You are probably feeling this need for rest,
    if not in yourself, in the world.
Look to the right, look to the left.
    Everywhere we turn,
        there is a desperate and fearful striving,
        there is a heavy, troubled, and chronic exhaustion
            in the human race.
    Where is a bench when we need it?
    Where is the rest our souls long for?

Well, there are benches a-plenty, if we look around.
    There are literal benches in city parks,
        along trails off Skyline Drive,
        where you could find scenes just like that photo,
        and rest your feet a while . . . and your mind.
    And there are metaphorical benches,
        moments and places of rest, when you . . .
        Enjoy a leisurely visit with a friend outdoors.
        Grill some veggies from the market or your garden.
        Take a slow walk around the neighborhood.
        Watch the sunset or sunrise from a hill.
        Hike a fire road in the national forest.

EXCERPTED DATA >>
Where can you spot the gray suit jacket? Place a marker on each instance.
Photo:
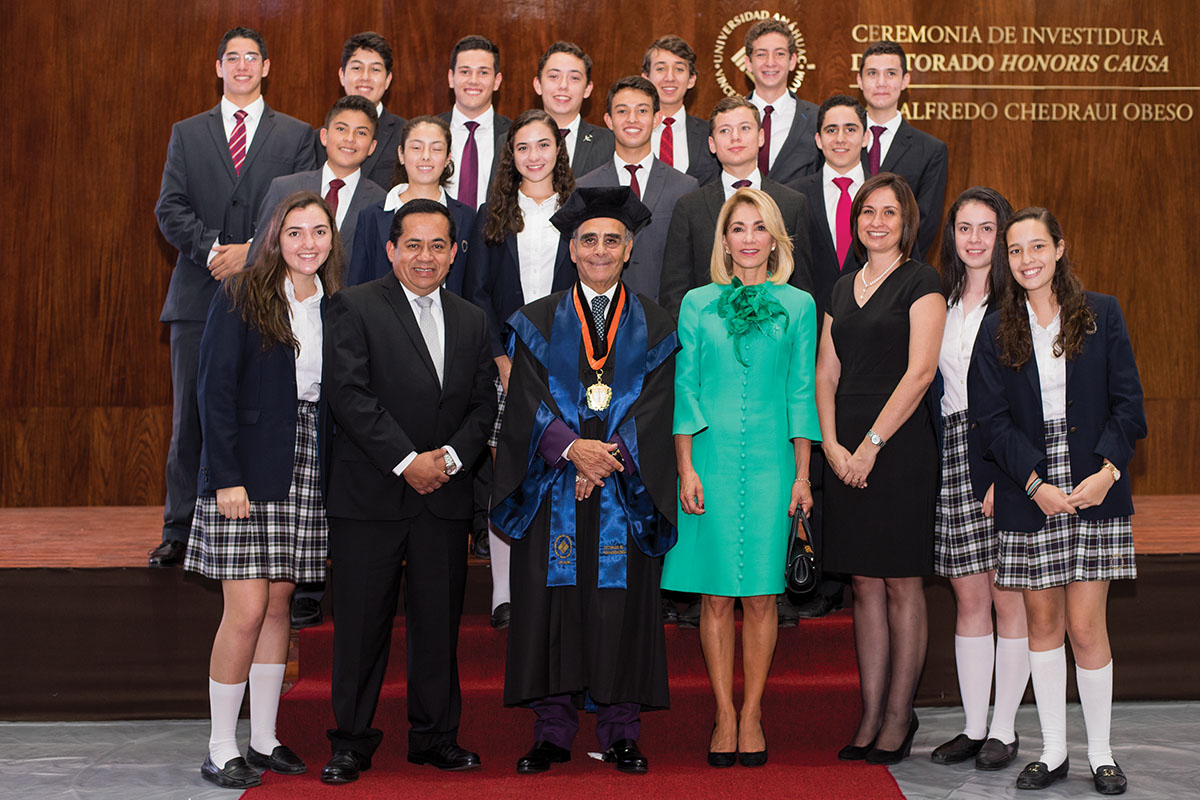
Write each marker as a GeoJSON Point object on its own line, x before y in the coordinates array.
{"type": "Point", "coordinates": [366, 194]}
{"type": "Point", "coordinates": [665, 186]}
{"type": "Point", "coordinates": [203, 200]}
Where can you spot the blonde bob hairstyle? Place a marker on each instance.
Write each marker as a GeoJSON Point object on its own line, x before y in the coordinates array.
{"type": "Point", "coordinates": [780, 262]}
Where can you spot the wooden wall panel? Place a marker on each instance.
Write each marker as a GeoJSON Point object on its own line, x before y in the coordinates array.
{"type": "Point", "coordinates": [84, 373]}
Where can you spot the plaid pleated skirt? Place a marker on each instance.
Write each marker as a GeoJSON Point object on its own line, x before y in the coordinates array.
{"type": "Point", "coordinates": [282, 540]}
{"type": "Point", "coordinates": [1067, 548]}
{"type": "Point", "coordinates": [965, 541]}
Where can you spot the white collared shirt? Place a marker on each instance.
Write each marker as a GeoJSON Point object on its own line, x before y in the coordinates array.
{"type": "Point", "coordinates": [678, 136]}
{"type": "Point", "coordinates": [781, 115]}
{"type": "Point", "coordinates": [954, 359]}
{"type": "Point", "coordinates": [305, 316]}
{"type": "Point", "coordinates": [1051, 368]}
{"type": "Point", "coordinates": [537, 246]}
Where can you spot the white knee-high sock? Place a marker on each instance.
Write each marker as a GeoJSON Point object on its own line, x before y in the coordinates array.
{"type": "Point", "coordinates": [1096, 697]}
{"type": "Point", "coordinates": [225, 703]}
{"type": "Point", "coordinates": [973, 656]}
{"type": "Point", "coordinates": [265, 681]}
{"type": "Point", "coordinates": [1012, 677]}
{"type": "Point", "coordinates": [1049, 672]}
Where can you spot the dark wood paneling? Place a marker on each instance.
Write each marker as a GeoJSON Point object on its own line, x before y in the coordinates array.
{"type": "Point", "coordinates": [84, 373]}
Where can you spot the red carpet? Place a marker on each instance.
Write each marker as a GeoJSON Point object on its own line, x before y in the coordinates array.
{"type": "Point", "coordinates": [810, 710]}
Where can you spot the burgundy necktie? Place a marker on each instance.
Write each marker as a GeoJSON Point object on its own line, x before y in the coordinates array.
{"type": "Point", "coordinates": [873, 155]}
{"type": "Point", "coordinates": [238, 140]}
{"type": "Point", "coordinates": [843, 218]}
{"type": "Point", "coordinates": [633, 179]}
{"type": "Point", "coordinates": [468, 181]}
{"type": "Point", "coordinates": [666, 144]}
{"type": "Point", "coordinates": [331, 194]}
{"type": "Point", "coordinates": [765, 150]}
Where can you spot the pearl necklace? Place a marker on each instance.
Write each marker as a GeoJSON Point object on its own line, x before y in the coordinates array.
{"type": "Point", "coordinates": [867, 286]}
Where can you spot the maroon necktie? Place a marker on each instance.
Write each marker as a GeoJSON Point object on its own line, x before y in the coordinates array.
{"type": "Point", "coordinates": [843, 218]}
{"type": "Point", "coordinates": [666, 144]}
{"type": "Point", "coordinates": [765, 150]}
{"type": "Point", "coordinates": [468, 181]}
{"type": "Point", "coordinates": [238, 140]}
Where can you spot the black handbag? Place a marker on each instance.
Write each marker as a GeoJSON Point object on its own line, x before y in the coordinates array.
{"type": "Point", "coordinates": [802, 571]}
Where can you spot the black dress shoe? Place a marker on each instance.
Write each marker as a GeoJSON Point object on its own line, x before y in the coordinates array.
{"type": "Point", "coordinates": [996, 755]}
{"type": "Point", "coordinates": [540, 757]}
{"type": "Point", "coordinates": [1110, 780]}
{"type": "Point", "coordinates": [169, 553]}
{"type": "Point", "coordinates": [1037, 775]}
{"type": "Point", "coordinates": [281, 761]}
{"type": "Point", "coordinates": [448, 756]}
{"type": "Point", "coordinates": [237, 774]}
{"type": "Point", "coordinates": [345, 767]}
{"type": "Point", "coordinates": [957, 750]}
{"type": "Point", "coordinates": [628, 757]}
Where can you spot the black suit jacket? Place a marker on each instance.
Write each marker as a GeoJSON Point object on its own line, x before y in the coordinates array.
{"type": "Point", "coordinates": [922, 161]}
{"type": "Point", "coordinates": [693, 232]}
{"type": "Point", "coordinates": [385, 400]}
{"type": "Point", "coordinates": [203, 200]}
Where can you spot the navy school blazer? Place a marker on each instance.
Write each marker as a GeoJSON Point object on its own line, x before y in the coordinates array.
{"type": "Point", "coordinates": [1104, 416]}
{"type": "Point", "coordinates": [247, 403]}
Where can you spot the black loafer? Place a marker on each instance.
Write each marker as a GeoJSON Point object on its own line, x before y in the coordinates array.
{"type": "Point", "coordinates": [628, 757]}
{"type": "Point", "coordinates": [237, 774]}
{"type": "Point", "coordinates": [1037, 775]}
{"type": "Point", "coordinates": [281, 761]}
{"type": "Point", "coordinates": [957, 750]}
{"type": "Point", "coordinates": [540, 757]}
{"type": "Point", "coordinates": [996, 755]}
{"type": "Point", "coordinates": [1110, 780]}
{"type": "Point", "coordinates": [447, 756]}
{"type": "Point", "coordinates": [345, 767]}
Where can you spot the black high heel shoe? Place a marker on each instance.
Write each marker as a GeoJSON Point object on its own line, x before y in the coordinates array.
{"type": "Point", "coordinates": [877, 756]}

WRITTEN REQUEST 1 >> According to the passage about rest, where can literal benches be found?
WRITTEN REQUEST 2 >> Using the passage about rest, explain in one to three sentences why the need for rest may be felt in the world even if not in oneself.
WRITTEN REQUEST 3 >> Go on with the passage about rest from its last line.

RIGHT ANSWER 1 >> They can be found in city parks and along trails off Skyline Drive.

RIGHT ANSWER 2 >> Everywhere we turn, there is desperate and fearful striving. There is also a heavy, troubled, and chronic exhaustion in the human race.

RIGHT ANSWER 3 >>
        Go to an outdoor sculpture garden
            or take a virtual tour of an art museum.
        Skip the evening news for one night,
            and watch a live-streamed concert instead.
        Go to bed early.

Yeah, sit on any of those benches, and add your own.
    All those activities can
        give us a break from our restlessness,
        help us breathe deeper,
        and ease our mind and our body and our spirit.

But . . . what about . . . our souls?
    Is this where we find rest for our souls?

The practices I named
    will help us be a more rested human being.
    I wish everyone would live more like that,
        especially more of our political leaders.
    We would all be in a better place.

But I want to take this question one important step further.
    Is this what Jesus meant when he said,
    “Take my yoke upon you and learn from me,
        for I am gentle and humble in heart,
        and you will find rest for your souls.”
    Is this what the psalm writers meant,
        when they wrote, and sang,
        such as in Psalm 62:
            “Truly my soul finds rest in God;
                my salvation comes from him.
        or in Psalm 116:
            “Return, O my soul, to your rest,
                for the Lord has dealt bountifully with you.”
    Return, O my soul, to your rest.
        That phrase resonated so strongly with me,
            that I made it my sermon title.

    Three significant truths, held in one simple line.
    First, that I can speak to my soul.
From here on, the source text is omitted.